▶ **STATED EXERCISE**: Count the lines in the items below that contain the string "dusty", and reply with only that number.

▶ **RECORDS TO USE**:
==============================
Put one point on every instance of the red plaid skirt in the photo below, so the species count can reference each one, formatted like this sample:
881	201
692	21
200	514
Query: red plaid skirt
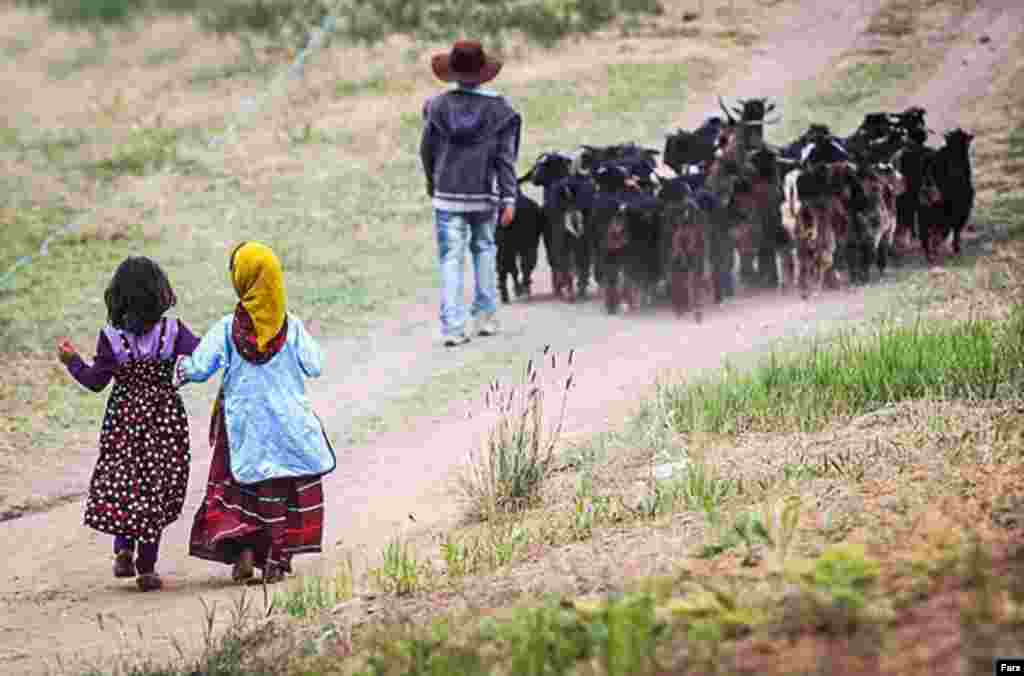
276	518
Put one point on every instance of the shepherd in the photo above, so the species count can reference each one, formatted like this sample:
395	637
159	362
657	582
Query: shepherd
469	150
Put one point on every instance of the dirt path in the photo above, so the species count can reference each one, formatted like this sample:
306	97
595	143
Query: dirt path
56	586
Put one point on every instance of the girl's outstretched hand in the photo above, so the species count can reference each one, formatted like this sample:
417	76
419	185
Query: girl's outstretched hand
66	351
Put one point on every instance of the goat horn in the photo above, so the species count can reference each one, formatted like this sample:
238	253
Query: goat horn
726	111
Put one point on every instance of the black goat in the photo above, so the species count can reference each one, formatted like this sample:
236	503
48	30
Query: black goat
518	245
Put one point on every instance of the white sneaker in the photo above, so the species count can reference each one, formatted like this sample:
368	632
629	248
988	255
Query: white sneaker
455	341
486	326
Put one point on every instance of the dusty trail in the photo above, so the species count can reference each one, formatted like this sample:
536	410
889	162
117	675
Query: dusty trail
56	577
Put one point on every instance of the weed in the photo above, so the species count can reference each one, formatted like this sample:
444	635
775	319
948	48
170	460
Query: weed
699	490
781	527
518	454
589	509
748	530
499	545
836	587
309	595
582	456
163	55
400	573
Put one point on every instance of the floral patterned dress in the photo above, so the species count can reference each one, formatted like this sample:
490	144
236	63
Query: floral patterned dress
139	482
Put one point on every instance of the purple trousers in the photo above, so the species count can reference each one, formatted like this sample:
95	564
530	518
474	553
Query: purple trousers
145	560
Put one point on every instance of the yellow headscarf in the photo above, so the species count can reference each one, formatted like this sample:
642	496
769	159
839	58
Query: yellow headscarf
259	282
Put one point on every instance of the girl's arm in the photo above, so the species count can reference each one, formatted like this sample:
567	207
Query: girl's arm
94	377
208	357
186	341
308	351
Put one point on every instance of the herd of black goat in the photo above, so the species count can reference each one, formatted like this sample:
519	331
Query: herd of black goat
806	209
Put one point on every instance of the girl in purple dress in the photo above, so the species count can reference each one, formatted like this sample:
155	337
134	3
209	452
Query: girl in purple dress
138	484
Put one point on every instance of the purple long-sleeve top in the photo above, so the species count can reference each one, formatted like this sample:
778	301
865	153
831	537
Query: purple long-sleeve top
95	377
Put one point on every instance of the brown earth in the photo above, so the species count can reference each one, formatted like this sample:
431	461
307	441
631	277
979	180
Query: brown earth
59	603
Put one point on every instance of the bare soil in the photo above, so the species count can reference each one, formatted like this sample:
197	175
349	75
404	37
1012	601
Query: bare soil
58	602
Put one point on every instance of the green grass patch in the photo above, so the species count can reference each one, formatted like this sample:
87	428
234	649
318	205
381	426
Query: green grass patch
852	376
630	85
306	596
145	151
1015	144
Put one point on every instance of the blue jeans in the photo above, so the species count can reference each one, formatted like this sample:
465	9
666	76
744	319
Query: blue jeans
==============================
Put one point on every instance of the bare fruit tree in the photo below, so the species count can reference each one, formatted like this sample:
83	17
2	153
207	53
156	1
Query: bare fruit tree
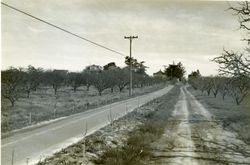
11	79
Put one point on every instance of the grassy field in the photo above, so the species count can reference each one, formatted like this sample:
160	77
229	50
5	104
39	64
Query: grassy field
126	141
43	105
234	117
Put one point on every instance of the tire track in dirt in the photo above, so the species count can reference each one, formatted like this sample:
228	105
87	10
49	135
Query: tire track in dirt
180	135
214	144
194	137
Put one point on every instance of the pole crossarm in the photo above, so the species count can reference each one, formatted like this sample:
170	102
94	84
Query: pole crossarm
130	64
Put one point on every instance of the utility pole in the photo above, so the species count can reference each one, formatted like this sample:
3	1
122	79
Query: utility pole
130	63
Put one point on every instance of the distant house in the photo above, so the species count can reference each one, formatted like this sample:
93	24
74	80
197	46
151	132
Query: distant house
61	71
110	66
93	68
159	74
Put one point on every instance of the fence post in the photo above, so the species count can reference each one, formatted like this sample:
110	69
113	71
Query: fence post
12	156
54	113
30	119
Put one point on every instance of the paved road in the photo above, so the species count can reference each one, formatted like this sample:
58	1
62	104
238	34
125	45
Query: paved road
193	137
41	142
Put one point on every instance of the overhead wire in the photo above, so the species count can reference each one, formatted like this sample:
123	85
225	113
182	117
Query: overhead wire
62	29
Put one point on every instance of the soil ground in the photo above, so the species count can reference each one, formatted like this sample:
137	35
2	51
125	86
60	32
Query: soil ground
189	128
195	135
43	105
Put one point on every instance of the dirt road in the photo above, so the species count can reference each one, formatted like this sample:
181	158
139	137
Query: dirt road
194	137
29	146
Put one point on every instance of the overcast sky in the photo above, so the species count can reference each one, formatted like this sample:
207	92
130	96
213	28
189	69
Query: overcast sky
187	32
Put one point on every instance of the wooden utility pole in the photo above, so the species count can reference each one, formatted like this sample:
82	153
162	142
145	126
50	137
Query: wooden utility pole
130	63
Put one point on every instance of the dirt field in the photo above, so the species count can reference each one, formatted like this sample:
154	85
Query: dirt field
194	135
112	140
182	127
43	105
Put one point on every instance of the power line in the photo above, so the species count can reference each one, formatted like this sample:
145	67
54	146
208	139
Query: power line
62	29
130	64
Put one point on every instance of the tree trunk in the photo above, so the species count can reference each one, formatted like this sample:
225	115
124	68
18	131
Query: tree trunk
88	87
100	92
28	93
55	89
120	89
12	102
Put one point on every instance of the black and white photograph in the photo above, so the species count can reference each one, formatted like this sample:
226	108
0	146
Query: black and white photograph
==============================
▶ **REPLY TO THE EXERCISE**: 2